------ Selected excerpt ------

The transnational nature of its drug trafficking schemes is not new. In the 1990s, Hezbollah started to oversee the growth of illicit crops, particularly poppies used to produce heroin and hashish in Lebanon’s Bekaa Valley, the profits from which it funneled to its operations. In the early 2000s, Hezbollah also worked with South American narcotics networks, gaining a significant foothold in the infamous Tri-Border Area, the largely ungoverned territory between Argentina, Brazil, and Paraguay, where criminal groups take advantage of jurisdictional arbitrage. Also in the 2000s, profits Hezbollah reaped from cocaine trafficking in Latin America were funneled to its war chest by an elaborate scheme that included shipping secondhand American cars to Benin, which the local Lebanese diaspora then sold through car dealerships. The profits went from West Africa to Hezbollah in Lebanon through a network of money couriers.
Terrorist financing has long been connected to both the participation in transnational organized crime by terrorist groups and cooperation between terrorist and criminal organizations—the so-called “crime-terror nexus.” The go-to playbook of illicit narcotics trafficking has been repeatedly copied by terrorist groups in the region and beyond. Most recently, Captagon, a form of fenethylline of which about 80 percent is produced in Syria, has become vital in supporting the activities of Iranian-backed militias throughout the Middle East. This drug financially reinforces Iran’s axis of resistance through its trade, while simultaneously suppressing fear in militias committing atrocities through its abuse. It has spread quickly throughout the region. Multiple Hamas fighters captured and killed by the Israel Defense Forces allegedly had the meth-like drug on them, likely used to suppress fear as they killed and sexually assaulted civilians.
Captagon, the drug of choice by Islamic State terrorists during their caliphate, has become especially important for Hezbollah, supporting its operations and replenishing its weapons arsenal as the Israel-Hamas war rages on. In addition, Captagon has provided a financial lifeline for the regime of Syrian President Bashar al-Assad, whose brother Maher controls the trade. It has become a regional phenomenon that, according to experts, is poised to expand globally in the coming months ahead. Captagon facilities under Hezbollah’s control in the Bekaa Valley and southern Lebanon remain active and form a crucial lifeline after all the tactical setbacks Hezbollah has endured since the Israel-Hamas conflict kicked off more than a year ago.

------ Listed entries ------

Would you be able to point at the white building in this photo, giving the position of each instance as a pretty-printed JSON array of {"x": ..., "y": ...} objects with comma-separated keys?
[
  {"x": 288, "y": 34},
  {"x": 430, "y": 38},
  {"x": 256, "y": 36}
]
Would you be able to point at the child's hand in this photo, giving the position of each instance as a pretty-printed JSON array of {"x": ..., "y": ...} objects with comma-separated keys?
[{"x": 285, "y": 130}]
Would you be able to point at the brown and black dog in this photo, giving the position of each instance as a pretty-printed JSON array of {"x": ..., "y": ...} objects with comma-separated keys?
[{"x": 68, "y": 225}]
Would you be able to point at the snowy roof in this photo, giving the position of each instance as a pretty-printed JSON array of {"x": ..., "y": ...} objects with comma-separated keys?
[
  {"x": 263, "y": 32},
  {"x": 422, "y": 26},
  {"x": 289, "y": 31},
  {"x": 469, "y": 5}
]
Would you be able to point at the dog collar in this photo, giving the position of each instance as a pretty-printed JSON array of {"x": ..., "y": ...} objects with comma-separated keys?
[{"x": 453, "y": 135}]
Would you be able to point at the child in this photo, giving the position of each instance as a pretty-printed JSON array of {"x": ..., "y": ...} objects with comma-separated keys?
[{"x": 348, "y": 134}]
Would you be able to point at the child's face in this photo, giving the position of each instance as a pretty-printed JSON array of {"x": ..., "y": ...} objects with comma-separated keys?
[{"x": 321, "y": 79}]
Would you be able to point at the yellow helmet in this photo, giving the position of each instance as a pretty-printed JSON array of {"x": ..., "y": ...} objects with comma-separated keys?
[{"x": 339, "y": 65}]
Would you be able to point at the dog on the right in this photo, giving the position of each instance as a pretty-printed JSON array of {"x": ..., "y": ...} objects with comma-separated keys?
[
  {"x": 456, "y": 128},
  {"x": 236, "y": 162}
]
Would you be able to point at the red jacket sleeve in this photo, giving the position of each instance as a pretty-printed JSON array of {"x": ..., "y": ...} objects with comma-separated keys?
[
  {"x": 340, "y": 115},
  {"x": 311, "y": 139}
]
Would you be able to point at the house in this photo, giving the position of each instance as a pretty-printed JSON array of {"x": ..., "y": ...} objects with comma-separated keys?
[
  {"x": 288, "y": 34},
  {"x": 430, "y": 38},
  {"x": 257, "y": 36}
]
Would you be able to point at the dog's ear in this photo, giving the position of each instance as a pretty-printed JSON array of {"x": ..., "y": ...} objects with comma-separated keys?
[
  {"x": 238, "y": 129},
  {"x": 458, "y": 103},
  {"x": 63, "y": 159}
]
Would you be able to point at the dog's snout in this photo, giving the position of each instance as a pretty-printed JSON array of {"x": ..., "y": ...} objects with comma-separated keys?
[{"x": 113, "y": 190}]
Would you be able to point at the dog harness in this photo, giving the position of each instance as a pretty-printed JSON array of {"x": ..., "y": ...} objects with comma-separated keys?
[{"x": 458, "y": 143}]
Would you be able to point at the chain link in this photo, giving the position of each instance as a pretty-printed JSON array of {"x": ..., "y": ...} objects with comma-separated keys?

------

• _Problems to work on_:
[a] Copy everything in the excerpt on Hezbollah's drug trafficking from "Captagon, the drug" down to "a year ago.".
[b] Pick up the text on Hezbollah's drug trafficking after its last sentence and write what comes next.

• _In response_:
[a]
Captagon, the drug of choice by Islamic State terrorists during their caliphate, has become especially important for Hezbollah, supporting its operations and replenishing its weapons arsenal as the Israel-Hamas war rages on. In addition, Captagon has provided a financial lifeline for the regime of Syrian President Bashar al-Assad, whose brother Maher controls the trade. It has become a regional phenomenon that, according to experts, is poised to expand globally in the coming months ahead. Captagon facilities under Hezbollah’s control in the Bekaa Valley and southern Lebanon remain active and form a crucial lifeline after all the tactical setbacks Hezbollah has endured since the Israel-Hamas conflict kicked off more than a year ago.

[b]
Like Hezbollah, Hamas’s criminal activities are more complex than just money laundering through drug trafficking. The group has searched to hedge against risk by diversifying its funding operations. Hamas and PIJ, for example, have been actively abusing blockchain technology to solicit donations in cryptocurrency, which has drawn funding globally. The U.S. Treasury Department and other counterterrorism financing entities remain behind the curve when it comes to blunting terrorist groups’ use of virtual currencies, especially so-called “privacy tokens,” which are cryptocurrencies designed to make the tracing of transactions impossible by obfuscating the sender, receiver, and transaction amount.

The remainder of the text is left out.